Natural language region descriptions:
____________________
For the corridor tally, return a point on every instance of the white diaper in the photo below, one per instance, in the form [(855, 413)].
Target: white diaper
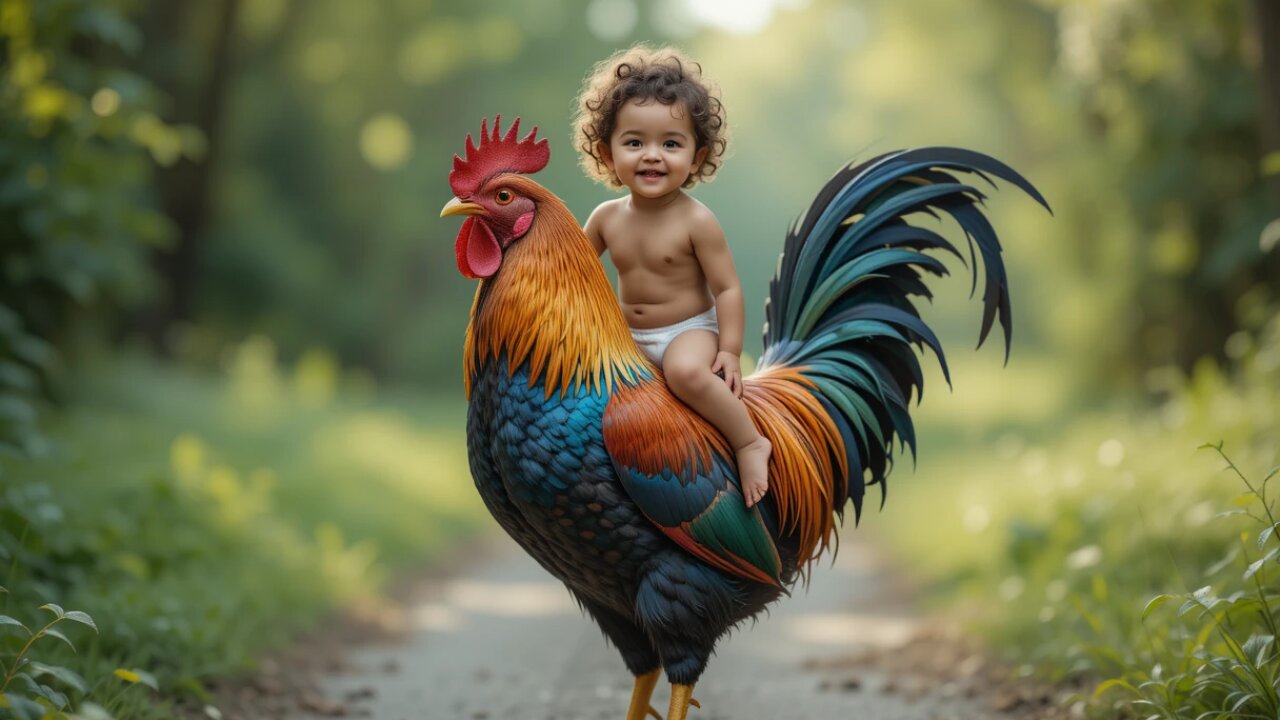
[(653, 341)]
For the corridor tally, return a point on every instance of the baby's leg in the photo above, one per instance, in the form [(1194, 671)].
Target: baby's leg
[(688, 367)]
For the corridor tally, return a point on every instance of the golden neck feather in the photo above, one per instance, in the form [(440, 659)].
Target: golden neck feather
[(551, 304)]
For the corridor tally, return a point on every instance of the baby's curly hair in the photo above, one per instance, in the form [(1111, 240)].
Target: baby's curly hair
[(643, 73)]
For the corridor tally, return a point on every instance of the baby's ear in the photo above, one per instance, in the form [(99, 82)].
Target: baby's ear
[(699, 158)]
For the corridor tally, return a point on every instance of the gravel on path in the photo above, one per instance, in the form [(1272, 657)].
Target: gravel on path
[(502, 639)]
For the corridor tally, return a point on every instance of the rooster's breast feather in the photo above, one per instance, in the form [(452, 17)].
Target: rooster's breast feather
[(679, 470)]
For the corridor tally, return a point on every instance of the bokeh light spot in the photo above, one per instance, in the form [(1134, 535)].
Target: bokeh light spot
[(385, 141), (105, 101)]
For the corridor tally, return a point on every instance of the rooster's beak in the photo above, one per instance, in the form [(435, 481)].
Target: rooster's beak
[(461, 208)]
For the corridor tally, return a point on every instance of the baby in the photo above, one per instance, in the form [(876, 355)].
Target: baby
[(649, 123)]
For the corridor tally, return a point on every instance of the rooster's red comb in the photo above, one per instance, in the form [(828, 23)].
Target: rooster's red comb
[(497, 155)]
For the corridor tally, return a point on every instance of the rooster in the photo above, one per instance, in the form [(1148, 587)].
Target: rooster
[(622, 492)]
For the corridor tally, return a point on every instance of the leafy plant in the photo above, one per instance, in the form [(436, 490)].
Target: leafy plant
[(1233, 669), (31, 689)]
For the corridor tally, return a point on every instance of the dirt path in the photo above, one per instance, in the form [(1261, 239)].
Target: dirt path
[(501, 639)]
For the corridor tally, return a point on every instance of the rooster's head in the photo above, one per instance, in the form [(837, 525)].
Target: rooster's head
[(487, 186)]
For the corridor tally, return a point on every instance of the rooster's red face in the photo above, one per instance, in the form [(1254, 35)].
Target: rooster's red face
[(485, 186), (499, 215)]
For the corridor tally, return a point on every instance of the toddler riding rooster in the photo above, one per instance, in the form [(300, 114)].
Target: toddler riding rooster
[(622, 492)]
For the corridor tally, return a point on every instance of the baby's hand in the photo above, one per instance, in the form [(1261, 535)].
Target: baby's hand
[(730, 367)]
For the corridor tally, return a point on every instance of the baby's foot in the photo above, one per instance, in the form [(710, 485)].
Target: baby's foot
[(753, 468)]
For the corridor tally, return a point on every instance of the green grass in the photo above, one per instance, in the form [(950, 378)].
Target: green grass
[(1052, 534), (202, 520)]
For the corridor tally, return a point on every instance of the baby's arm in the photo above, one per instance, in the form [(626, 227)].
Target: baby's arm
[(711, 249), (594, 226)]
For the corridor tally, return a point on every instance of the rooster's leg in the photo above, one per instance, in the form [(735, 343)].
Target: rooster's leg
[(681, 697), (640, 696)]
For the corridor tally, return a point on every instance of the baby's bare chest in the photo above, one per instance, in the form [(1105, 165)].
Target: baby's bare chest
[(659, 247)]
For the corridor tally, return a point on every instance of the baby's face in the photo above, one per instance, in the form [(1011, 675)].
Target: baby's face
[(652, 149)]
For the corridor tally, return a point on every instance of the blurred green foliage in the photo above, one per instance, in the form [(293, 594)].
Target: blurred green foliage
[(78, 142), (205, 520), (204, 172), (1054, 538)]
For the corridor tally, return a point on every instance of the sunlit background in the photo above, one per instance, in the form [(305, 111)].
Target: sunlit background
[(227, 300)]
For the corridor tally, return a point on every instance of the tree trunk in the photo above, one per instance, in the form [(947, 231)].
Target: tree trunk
____________________
_WHAT TO WORK ON_:
A single number is the answer: the count of lines above that include the string "tree".

_TASK OUTPUT_:
2